● Given instruction: From the material below, pull out the lines from the one containing "of the window" through the one containing "Target: window", both included, and reproduce them word for word.
○ ○ ○
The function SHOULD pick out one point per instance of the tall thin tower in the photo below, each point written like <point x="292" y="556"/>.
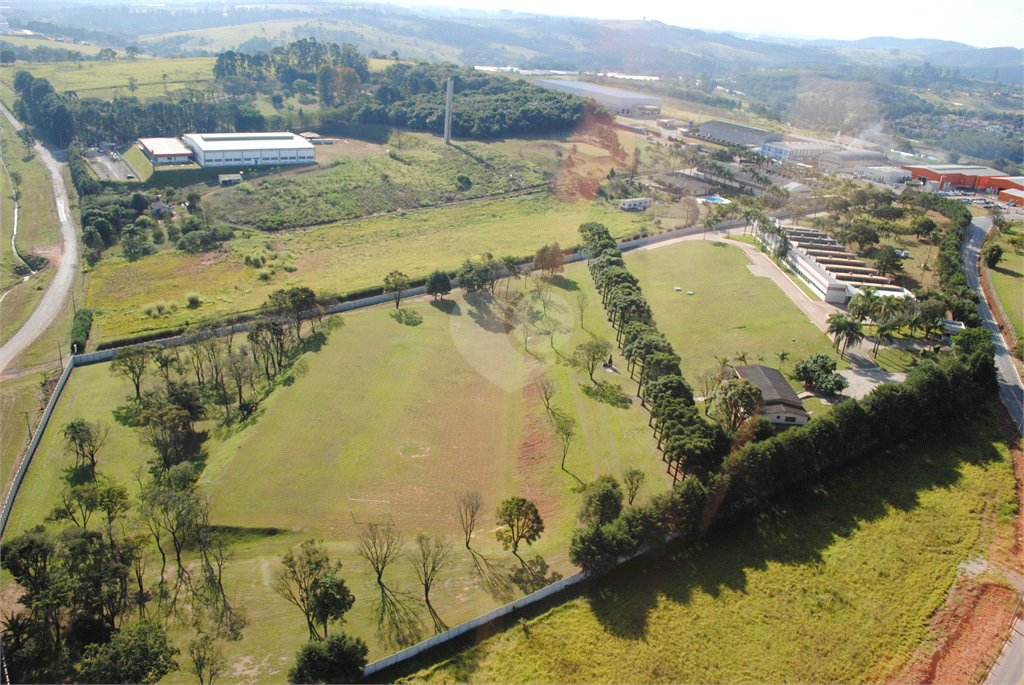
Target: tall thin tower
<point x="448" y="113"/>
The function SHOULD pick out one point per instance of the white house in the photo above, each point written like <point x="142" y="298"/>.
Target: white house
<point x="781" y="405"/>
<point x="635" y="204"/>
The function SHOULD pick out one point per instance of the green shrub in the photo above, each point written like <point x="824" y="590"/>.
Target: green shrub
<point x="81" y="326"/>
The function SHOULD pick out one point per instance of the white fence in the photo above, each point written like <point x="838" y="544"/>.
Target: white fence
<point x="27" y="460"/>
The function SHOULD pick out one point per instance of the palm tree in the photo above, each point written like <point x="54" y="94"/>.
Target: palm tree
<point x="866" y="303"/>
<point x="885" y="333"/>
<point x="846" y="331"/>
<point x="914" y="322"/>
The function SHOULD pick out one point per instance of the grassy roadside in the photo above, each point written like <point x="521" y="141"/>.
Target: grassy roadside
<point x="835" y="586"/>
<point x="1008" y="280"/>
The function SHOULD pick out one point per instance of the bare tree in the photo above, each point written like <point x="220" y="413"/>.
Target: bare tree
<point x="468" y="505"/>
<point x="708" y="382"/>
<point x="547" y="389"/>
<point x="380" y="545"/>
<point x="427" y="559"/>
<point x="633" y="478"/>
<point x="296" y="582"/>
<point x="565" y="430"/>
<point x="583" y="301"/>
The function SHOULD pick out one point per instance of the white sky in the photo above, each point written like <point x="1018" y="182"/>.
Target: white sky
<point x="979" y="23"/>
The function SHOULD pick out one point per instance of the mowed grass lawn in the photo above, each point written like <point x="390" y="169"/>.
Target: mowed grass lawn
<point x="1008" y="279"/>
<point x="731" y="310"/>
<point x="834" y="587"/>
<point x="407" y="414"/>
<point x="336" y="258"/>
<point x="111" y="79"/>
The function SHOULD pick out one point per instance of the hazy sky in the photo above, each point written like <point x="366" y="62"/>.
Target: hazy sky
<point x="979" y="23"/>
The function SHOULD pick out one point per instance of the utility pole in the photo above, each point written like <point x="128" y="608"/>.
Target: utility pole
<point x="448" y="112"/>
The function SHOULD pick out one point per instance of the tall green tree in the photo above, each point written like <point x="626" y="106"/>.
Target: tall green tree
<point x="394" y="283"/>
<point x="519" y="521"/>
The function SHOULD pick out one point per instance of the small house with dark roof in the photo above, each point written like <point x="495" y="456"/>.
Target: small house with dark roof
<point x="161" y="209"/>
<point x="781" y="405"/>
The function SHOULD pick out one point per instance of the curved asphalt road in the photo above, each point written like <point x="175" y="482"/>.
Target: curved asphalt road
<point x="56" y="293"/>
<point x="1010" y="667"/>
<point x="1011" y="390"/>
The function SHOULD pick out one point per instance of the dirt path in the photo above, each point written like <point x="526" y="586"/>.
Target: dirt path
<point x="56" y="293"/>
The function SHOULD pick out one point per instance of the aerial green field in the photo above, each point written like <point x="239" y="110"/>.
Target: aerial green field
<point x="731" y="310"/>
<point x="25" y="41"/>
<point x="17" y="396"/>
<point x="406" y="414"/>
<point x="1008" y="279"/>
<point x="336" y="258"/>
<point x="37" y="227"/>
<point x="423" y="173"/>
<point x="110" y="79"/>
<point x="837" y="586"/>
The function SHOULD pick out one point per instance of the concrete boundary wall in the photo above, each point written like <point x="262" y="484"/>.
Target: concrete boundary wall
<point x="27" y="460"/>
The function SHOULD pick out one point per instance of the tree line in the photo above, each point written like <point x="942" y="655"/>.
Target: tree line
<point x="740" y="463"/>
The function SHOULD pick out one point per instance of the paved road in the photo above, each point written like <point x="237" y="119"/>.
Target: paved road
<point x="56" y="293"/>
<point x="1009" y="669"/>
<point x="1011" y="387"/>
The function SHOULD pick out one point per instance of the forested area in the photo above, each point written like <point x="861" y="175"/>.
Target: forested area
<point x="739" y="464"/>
○ ○ ○
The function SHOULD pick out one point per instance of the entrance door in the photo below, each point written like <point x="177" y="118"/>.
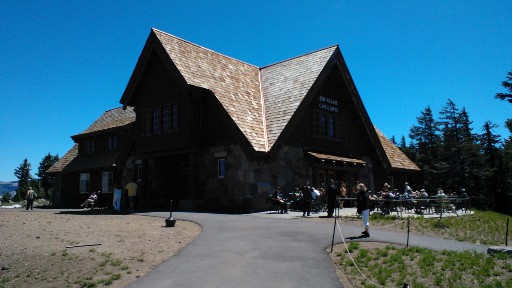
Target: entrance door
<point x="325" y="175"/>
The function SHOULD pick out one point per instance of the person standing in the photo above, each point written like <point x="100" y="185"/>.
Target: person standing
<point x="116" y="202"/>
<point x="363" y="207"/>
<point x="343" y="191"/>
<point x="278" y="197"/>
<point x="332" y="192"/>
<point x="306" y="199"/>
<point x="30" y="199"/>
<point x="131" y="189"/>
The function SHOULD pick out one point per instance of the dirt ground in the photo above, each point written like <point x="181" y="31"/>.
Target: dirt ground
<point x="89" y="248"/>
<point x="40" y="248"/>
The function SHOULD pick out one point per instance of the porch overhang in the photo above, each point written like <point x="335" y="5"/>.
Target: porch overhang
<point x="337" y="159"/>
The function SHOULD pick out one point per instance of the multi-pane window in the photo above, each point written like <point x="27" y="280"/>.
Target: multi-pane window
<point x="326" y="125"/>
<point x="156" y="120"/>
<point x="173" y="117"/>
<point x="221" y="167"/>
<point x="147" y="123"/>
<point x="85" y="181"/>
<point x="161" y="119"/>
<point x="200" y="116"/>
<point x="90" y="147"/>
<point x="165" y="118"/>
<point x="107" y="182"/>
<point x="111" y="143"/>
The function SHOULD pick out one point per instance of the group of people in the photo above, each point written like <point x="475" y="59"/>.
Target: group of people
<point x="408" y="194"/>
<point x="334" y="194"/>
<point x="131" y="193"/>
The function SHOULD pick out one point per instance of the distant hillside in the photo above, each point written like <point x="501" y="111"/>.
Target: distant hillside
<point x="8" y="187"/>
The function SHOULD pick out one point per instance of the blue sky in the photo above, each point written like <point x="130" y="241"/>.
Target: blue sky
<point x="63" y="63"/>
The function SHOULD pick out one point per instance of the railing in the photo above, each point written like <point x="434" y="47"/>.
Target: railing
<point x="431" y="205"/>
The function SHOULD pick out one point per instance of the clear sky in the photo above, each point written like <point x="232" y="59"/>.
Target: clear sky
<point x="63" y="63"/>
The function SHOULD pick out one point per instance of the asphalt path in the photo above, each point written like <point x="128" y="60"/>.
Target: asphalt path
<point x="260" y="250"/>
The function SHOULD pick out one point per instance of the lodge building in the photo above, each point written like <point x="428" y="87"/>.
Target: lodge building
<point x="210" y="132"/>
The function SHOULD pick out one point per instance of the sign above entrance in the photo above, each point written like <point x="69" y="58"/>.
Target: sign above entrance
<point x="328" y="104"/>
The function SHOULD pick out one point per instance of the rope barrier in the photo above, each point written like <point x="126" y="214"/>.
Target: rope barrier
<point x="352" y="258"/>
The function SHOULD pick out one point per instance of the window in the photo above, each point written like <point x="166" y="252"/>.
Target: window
○ ○ ○
● Result:
The function SHOULD pick out one point per instance of the window in the photo above, each point written like <point x="166" y="252"/>.
Target: window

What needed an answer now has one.